(Exercise passage begins)
Sweden’s royals are about as open as royals get, but the press is always hungry for secret information. This week it was Silvia’s turn in the spotlight, and while she spoke of her work for children’s charities, the press was painting a picture of a conservative queen, known to her friends as the ‘Iron Lady’,

In an interview shown on cable channel TV8 on Tuesday, Silvia said that being queen can lead to ‘feelings of loneliness,” and complained that she hardly ever got any time off, “even though I try to keep Mondays free.”

Silvia was doing the interview to promote her charity, the World Childhood Foundation, and said that she was proud of the role she had played to put the issue of child sex abuse on to the agenda, reported DN.

The queen, who has German-Brazilian origins, also said she was surprised by some of the stories about the royal family that had come up in the German tabloids. She said that they had taken action against the papers “to defend our children.”

Still, gossip about the royals is good business, in Sweden as well as in Germany. And according to a profile by Aftonbladet this week, even the queen herself is an avid reader of the Swedish gossip magazines.

“One of the high-points of the week is when Svenska Damtidning comes through the letterbox,” reported Aftonbladet. According to the paper, Silvia then rifles through the magazine, reading every line about herself, her family and her friends.

“Occasionally,” said the paper, “she rings Princess Madeleine and asks whether the things that are written in the papers are true.”
(Exercise passage ends)
Using the information –
1 > In the article on Queen Silvia, which day of the week does she say she tries to keep free?
2 > Pick up the article on Queen Silvia after its final sentence and continue it.
The listing that follows comes from a separate source and is unrelated to the article on Queen Silvia.
(Given information begins)
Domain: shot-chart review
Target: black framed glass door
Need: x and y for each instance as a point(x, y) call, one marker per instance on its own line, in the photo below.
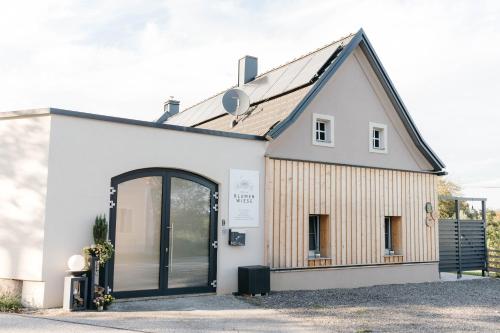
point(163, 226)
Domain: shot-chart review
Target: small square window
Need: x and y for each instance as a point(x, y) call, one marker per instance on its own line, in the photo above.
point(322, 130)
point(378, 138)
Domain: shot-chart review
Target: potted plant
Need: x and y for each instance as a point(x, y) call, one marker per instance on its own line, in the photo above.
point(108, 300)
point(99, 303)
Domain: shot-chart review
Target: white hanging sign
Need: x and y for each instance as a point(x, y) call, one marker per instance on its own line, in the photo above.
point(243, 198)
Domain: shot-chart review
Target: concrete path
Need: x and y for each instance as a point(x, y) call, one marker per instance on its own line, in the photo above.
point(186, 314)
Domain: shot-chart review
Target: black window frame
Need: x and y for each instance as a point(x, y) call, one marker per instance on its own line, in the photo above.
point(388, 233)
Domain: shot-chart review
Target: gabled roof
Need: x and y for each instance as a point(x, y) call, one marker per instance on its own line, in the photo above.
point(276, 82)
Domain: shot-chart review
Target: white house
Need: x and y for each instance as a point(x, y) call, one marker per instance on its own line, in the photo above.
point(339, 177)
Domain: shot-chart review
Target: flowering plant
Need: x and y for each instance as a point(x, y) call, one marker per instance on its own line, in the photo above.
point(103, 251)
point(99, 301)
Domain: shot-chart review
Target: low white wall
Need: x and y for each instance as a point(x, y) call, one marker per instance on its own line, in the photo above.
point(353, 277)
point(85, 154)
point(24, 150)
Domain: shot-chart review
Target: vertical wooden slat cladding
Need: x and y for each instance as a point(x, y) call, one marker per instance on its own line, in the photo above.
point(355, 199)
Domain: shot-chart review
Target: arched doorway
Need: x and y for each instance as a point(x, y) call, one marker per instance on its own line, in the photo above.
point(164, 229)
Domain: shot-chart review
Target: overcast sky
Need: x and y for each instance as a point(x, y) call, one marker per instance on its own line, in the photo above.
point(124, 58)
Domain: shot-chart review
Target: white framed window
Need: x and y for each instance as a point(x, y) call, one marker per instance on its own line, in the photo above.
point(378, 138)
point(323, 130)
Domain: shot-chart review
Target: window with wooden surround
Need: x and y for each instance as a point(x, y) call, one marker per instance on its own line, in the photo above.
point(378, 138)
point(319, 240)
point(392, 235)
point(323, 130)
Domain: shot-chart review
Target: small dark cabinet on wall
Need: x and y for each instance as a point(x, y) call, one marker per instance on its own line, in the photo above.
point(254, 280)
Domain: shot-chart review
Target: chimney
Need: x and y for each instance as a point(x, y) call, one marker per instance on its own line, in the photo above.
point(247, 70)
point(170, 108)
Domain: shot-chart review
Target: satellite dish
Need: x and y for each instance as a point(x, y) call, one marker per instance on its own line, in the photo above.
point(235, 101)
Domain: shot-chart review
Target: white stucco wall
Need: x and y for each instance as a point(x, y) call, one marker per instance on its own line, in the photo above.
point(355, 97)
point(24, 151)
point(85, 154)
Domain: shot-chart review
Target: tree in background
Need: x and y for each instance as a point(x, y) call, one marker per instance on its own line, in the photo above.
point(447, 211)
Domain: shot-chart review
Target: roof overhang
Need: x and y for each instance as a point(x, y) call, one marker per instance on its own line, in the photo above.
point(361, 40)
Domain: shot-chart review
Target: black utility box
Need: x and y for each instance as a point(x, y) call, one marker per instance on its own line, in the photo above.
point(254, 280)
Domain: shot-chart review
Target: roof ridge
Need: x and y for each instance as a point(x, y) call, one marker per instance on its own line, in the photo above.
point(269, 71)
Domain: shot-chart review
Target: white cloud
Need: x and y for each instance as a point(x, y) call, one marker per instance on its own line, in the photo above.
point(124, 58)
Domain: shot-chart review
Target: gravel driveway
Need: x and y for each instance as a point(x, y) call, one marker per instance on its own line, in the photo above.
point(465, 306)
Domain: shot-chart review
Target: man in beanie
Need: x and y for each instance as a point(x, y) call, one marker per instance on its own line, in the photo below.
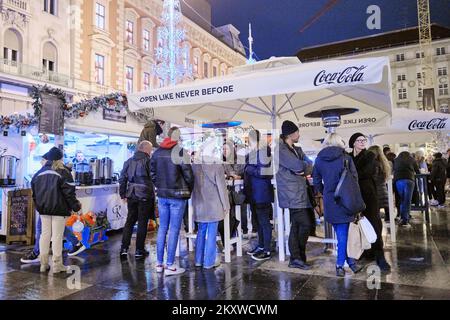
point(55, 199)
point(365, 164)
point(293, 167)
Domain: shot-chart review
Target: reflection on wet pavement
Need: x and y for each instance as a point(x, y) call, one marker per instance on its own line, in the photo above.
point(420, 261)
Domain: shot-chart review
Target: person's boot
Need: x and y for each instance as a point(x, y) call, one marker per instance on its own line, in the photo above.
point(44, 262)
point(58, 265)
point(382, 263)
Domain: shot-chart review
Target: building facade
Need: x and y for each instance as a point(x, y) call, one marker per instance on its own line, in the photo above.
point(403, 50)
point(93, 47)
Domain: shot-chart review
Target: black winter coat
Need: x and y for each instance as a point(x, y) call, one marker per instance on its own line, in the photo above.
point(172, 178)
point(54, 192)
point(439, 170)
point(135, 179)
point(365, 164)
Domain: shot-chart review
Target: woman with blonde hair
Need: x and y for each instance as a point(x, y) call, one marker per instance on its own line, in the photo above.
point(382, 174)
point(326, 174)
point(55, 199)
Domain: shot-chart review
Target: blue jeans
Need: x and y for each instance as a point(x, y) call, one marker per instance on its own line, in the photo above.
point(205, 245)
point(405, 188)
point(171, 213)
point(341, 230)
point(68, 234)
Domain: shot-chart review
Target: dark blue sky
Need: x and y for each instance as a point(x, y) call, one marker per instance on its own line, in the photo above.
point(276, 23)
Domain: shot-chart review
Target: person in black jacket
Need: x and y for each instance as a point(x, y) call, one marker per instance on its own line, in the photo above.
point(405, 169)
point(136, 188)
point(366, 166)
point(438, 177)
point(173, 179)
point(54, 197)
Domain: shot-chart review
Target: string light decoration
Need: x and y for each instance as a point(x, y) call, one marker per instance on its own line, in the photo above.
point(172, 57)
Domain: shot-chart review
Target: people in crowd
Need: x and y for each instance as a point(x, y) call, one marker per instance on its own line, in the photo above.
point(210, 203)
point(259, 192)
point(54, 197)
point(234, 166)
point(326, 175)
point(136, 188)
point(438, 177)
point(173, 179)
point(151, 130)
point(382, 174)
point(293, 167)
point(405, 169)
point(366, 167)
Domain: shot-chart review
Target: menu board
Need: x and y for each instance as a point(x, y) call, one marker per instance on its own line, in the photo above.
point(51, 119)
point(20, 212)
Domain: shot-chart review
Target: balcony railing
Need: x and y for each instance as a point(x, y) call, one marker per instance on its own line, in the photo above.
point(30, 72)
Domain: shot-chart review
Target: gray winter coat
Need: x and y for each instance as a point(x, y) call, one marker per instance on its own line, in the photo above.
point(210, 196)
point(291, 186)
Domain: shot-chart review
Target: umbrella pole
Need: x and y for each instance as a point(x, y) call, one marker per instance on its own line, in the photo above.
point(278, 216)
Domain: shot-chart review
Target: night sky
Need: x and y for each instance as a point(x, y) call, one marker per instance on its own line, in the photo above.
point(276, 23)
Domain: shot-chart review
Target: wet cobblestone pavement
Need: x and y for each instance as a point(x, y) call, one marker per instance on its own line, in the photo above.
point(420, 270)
(Given information ends)
Task-by-task outputs –
1 > Mondays.

2 >
Aftonbladet painted a picture of a queen who is very aware of her position. She “refers to herself as ‘the queen’, and expects others to do likewise”, the paper revealed, adding that in certain noble families Silvia is unkindly referred to as ‘the Iron Lady’ and ‘the German’, referring to the queen’s Teutonic origins.

Such epithets point to a pretty conservative mindset, something that Aftonbladet confirms. Silvia is reportedly opposed to divorce and “worships the nuclear family” – an attitude that led to her boycotting the weddings of two of the king’s friends when they married much younger women.

Yet her disapproval of the young women in her husband’s social circle doesn’t mean that the queen has given up trying to look younger herself. Aftonbladet says that Silvia has had plastic surgery round her eyes and mouth, and speculates that she uses botox, “a kind of nerve poison that smoothens out wrinkles on the forehead.” According to the paper, the queen visits her plastic surgeon in Brazil during her annual visits to her homeland.